Problem description -> Copy the entries below word for word, starting at the line that has "Where can you find the treeline?" and stopping after the line that has "<point>79,192</point>". Leave out every other line.

Data shown ->
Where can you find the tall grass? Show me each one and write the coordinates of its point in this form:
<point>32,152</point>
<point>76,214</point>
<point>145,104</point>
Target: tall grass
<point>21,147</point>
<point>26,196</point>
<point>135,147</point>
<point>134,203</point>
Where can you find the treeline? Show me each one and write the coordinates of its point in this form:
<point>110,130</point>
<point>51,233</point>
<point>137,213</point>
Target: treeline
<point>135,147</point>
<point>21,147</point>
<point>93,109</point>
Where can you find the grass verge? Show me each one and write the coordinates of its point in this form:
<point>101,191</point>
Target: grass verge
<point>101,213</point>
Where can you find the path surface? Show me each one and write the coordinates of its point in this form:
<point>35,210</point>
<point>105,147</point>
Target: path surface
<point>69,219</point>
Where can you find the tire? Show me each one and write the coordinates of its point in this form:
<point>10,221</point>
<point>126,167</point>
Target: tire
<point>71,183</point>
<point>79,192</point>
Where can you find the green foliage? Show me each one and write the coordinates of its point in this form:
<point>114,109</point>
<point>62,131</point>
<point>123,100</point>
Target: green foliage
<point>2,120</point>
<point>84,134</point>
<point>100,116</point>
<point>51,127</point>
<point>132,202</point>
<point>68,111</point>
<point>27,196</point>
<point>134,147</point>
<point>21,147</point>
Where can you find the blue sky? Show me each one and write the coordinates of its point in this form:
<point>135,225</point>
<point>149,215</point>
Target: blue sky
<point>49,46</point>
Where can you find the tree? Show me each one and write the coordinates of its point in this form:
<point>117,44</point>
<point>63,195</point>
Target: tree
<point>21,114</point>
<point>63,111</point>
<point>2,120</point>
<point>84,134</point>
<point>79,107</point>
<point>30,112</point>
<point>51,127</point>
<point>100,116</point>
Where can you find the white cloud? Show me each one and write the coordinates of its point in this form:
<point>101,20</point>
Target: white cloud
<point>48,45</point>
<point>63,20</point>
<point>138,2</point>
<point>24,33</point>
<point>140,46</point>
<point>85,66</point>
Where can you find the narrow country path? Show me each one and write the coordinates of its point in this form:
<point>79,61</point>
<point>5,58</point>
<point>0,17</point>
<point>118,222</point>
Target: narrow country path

Reply to the exercise ->
Where can you find the treeline? Show me each one and write the coordinates of its point in this form:
<point>110,130</point>
<point>51,233</point>
<point>137,213</point>
Target: treeline
<point>135,147</point>
<point>21,147</point>
<point>93,109</point>
Where can you find the grass verge? Show me each one and write the coordinates of its point in this form:
<point>101,191</point>
Target: grass verge
<point>101,213</point>
Where can you find the path surface? Show me each one and write the coordinates of its point in this form:
<point>35,210</point>
<point>105,147</point>
Target: path surface
<point>69,219</point>
Where can you find the tire? Show me each one and write the coordinates of its point in this form:
<point>10,221</point>
<point>126,167</point>
Target: tire
<point>71,183</point>
<point>79,192</point>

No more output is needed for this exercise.